**Ausgewählter Auszug**
|---|
08.12.2005 Artikelansicht
Ausschnitt Zeitungsausschnitt
Drucken Drucken

 

Arbeiter um 40 Prozent
ihres Lohns gebracht?

Zoll-Razzia auf Ostwestfalens größter Baustelle

Von Christian Althoff
Minden (WB). Razzia des Hauptzollamtes Bielefeld: 80 Beamte aus Paderborn, Herford, Bielefeld und Hamm haben gestern Morgen auf der Baustelle des Mindener Klinikums 142 Arbeiter überprüft.
Polier Karl-Heinz Böse: »Bei uns läuft alles legal.«
Die Baustelle des Mindener Klinikums gestern Morgen im Scheinwerferlicht der Kräne. Das Krankenhaus soll 2007 eröffnet werden.
|---|
**Untersuchte Daten**
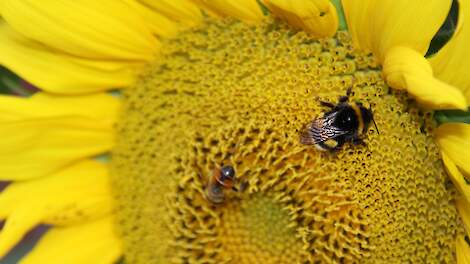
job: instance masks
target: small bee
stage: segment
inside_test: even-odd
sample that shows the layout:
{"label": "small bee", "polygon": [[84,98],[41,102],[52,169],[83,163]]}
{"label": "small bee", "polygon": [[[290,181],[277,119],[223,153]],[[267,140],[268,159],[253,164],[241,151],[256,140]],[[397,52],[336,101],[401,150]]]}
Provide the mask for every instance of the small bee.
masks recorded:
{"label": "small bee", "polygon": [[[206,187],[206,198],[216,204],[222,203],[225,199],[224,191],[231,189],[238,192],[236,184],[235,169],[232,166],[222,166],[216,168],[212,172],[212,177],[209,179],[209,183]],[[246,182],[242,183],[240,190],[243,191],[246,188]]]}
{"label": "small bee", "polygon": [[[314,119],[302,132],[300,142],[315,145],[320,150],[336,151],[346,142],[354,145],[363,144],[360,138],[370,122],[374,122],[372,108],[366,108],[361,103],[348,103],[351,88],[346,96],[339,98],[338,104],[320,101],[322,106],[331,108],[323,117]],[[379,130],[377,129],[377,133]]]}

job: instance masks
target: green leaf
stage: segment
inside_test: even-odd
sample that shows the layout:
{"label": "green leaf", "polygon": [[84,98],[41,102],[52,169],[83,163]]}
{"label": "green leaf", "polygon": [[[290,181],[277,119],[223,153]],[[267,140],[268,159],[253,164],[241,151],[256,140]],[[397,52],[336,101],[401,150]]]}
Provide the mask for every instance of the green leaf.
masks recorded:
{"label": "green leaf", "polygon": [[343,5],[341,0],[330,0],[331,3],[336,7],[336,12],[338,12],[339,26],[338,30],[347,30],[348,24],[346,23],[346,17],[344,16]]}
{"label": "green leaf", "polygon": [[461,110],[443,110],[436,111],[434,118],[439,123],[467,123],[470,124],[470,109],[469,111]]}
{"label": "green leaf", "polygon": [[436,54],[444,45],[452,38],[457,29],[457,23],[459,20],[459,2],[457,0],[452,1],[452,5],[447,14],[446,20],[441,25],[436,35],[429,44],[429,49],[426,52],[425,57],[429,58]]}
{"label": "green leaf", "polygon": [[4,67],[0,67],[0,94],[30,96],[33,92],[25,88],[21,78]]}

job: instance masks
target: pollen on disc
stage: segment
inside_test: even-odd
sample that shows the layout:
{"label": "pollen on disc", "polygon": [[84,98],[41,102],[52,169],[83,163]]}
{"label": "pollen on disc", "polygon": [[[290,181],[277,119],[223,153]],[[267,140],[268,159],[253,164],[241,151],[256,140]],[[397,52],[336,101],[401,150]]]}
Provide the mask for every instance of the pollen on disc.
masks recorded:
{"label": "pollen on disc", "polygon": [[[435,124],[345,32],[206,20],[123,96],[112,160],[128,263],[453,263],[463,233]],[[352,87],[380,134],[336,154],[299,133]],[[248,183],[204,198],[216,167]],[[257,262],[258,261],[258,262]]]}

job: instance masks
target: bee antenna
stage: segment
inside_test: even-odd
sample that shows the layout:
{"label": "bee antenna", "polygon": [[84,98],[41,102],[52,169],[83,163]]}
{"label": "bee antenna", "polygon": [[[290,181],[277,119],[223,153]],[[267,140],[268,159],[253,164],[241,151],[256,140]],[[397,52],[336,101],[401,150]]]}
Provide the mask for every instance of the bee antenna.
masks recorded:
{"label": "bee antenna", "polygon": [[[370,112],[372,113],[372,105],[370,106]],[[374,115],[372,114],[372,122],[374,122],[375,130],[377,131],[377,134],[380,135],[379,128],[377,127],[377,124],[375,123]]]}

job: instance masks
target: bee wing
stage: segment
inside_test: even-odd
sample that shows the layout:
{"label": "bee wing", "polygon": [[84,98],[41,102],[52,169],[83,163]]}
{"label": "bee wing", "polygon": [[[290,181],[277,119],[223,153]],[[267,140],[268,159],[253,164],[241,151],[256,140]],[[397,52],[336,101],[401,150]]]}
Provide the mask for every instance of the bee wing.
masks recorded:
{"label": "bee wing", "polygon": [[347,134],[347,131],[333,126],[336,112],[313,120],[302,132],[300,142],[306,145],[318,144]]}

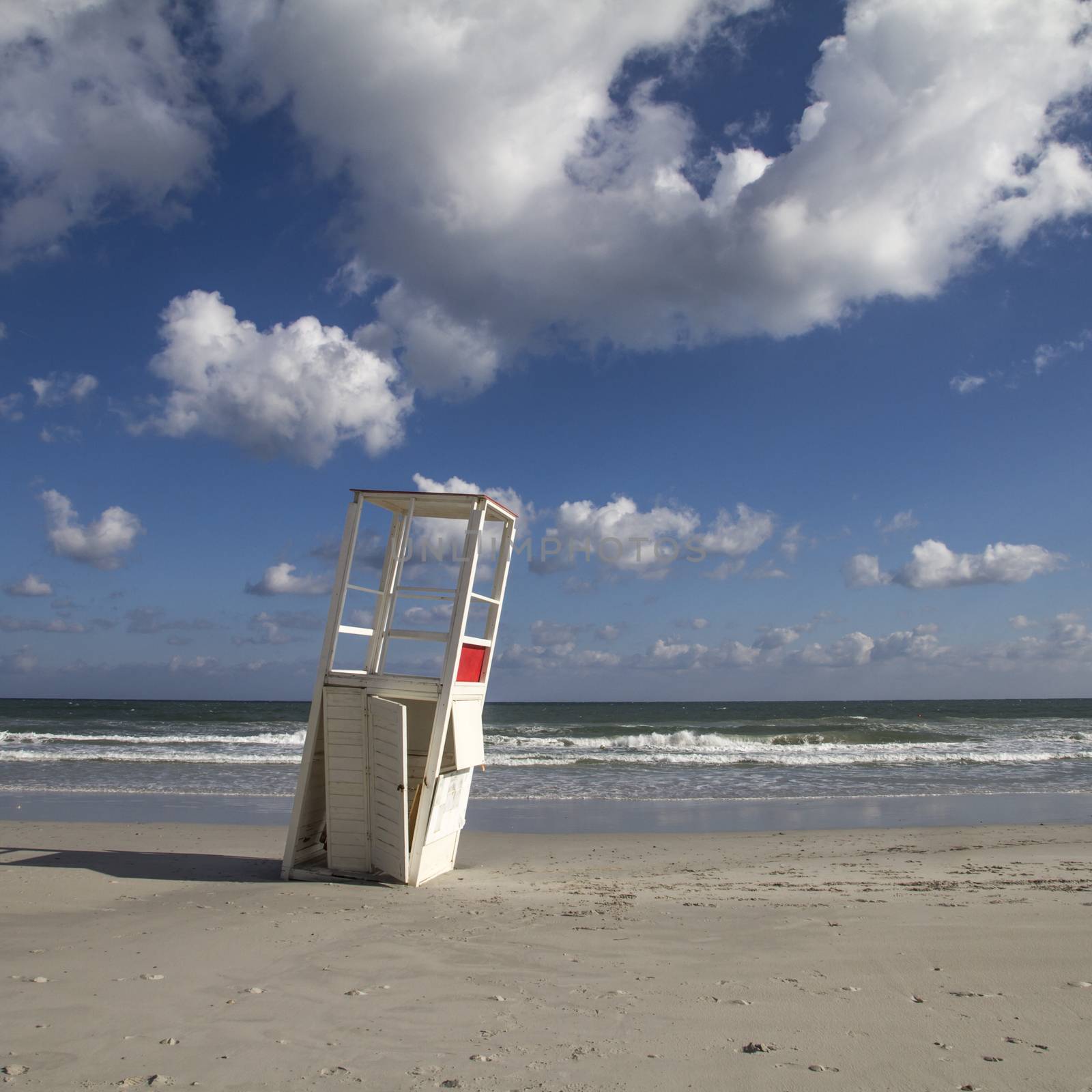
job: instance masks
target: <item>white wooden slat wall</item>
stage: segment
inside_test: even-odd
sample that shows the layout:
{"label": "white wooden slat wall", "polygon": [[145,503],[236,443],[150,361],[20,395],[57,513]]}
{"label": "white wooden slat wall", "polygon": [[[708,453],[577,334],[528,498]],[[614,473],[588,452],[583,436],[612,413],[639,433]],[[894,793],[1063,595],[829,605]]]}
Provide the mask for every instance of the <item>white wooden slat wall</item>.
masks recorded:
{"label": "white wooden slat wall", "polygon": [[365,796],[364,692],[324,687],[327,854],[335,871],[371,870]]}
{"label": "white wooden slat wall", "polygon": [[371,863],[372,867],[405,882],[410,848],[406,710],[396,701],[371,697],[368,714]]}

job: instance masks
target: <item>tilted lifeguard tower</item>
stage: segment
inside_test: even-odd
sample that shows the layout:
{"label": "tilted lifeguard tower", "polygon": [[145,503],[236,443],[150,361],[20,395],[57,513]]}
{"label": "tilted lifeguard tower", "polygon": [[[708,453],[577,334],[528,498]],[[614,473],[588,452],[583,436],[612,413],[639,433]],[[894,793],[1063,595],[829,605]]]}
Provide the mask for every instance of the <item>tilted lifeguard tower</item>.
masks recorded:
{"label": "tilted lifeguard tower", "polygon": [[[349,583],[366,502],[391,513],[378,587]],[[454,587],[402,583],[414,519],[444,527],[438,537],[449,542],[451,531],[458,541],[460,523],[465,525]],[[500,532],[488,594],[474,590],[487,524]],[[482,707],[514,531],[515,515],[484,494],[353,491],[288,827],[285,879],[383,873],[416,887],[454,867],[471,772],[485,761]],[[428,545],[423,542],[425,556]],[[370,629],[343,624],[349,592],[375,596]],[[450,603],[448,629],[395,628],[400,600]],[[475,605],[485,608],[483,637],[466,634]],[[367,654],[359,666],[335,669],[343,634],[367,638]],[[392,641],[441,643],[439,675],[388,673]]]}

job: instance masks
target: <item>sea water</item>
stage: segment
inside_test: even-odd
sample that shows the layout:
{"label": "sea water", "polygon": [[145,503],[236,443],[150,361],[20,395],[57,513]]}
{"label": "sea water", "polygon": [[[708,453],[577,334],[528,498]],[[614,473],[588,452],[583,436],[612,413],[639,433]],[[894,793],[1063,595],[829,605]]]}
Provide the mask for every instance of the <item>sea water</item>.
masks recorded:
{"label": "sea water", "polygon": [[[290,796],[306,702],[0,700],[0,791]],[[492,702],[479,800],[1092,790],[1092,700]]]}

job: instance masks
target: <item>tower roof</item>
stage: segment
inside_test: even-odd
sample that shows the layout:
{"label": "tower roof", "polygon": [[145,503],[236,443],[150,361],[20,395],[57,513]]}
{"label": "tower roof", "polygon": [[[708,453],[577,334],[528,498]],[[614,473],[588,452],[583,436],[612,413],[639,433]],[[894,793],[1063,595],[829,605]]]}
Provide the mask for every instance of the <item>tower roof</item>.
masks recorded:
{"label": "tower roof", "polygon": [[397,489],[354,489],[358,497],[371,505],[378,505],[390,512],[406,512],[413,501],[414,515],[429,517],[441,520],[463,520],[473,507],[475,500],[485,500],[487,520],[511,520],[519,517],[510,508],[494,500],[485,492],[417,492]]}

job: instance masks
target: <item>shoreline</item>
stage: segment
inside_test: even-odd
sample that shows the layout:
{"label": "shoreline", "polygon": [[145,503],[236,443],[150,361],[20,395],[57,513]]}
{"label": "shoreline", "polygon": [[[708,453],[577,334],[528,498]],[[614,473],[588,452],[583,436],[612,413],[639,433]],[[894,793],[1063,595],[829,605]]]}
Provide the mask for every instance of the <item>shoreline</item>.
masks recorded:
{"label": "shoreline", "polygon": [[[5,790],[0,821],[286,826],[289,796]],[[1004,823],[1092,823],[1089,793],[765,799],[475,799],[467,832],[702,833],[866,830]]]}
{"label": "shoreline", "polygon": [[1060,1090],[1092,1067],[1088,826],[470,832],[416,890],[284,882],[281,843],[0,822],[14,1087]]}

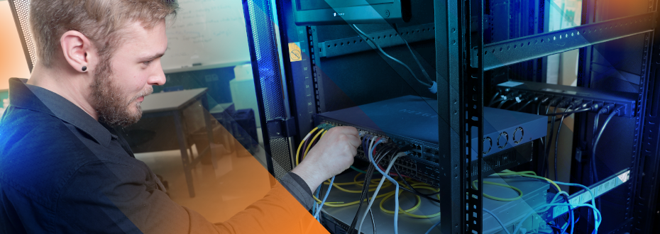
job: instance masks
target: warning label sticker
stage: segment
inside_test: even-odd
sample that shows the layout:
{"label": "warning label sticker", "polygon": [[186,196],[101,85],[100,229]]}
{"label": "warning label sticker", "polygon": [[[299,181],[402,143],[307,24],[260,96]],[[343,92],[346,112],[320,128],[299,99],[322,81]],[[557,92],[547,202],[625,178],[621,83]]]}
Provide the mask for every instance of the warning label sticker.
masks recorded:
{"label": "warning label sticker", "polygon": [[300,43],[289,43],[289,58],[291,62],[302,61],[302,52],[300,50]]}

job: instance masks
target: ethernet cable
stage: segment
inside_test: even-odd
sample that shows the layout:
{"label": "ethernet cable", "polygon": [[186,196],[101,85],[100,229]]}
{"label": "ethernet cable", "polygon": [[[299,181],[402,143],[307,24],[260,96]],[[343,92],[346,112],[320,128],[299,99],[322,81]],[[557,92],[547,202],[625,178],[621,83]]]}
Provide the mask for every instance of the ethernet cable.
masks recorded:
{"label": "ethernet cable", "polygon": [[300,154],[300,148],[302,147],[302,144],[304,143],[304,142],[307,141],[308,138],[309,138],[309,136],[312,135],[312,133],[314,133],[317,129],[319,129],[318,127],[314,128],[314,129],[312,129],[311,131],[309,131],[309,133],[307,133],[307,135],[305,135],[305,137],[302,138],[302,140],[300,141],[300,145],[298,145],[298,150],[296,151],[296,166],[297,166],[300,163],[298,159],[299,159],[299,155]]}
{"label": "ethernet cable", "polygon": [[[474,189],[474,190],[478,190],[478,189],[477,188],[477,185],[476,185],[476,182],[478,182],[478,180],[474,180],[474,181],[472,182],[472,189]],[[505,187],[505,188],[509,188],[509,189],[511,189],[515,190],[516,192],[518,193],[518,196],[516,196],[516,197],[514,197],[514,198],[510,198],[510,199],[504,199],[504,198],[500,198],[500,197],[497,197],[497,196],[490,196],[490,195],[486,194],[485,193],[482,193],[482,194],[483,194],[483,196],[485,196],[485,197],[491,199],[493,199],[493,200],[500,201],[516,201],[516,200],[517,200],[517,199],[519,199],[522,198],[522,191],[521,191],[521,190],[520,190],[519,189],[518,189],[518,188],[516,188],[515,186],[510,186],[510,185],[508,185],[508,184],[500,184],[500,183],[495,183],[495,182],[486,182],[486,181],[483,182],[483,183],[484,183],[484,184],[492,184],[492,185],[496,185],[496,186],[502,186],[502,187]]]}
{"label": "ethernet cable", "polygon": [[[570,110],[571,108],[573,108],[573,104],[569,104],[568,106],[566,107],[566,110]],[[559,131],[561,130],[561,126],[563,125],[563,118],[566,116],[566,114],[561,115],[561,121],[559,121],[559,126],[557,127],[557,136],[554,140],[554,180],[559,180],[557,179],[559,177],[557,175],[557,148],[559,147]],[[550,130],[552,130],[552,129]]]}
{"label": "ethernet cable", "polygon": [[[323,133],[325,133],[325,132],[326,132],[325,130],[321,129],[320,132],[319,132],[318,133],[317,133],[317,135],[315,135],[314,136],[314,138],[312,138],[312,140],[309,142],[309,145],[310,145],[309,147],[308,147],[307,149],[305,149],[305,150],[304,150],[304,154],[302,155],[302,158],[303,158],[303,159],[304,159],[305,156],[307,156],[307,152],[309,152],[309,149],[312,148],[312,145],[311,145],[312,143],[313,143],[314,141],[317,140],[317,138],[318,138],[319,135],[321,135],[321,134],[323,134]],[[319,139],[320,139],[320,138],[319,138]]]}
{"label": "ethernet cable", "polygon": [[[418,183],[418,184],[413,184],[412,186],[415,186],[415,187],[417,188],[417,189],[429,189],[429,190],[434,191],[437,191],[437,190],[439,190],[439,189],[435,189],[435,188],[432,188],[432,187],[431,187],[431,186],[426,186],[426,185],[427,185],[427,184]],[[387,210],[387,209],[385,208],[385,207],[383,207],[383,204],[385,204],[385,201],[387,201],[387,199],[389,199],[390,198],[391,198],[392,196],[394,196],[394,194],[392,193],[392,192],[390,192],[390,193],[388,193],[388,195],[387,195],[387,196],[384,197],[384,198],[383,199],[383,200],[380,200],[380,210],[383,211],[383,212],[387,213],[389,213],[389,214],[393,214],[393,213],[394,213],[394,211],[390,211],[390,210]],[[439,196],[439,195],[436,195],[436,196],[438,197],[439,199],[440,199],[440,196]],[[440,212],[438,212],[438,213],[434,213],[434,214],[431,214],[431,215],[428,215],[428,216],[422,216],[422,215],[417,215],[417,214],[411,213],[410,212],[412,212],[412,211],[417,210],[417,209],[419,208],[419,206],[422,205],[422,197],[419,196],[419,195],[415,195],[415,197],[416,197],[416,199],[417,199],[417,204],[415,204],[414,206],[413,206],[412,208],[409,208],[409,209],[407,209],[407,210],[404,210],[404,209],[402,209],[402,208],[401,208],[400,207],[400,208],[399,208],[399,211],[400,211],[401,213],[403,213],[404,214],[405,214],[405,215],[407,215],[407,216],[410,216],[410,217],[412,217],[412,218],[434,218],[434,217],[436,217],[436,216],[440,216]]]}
|---|
**Zu erledigen**
Wie viele Arbeiter überprüften die Beamten laut dem Artikel über die Zoll-Razzia auf der Baustelle des Mindener Klinikums?

**Lösung**
142 Arbeiter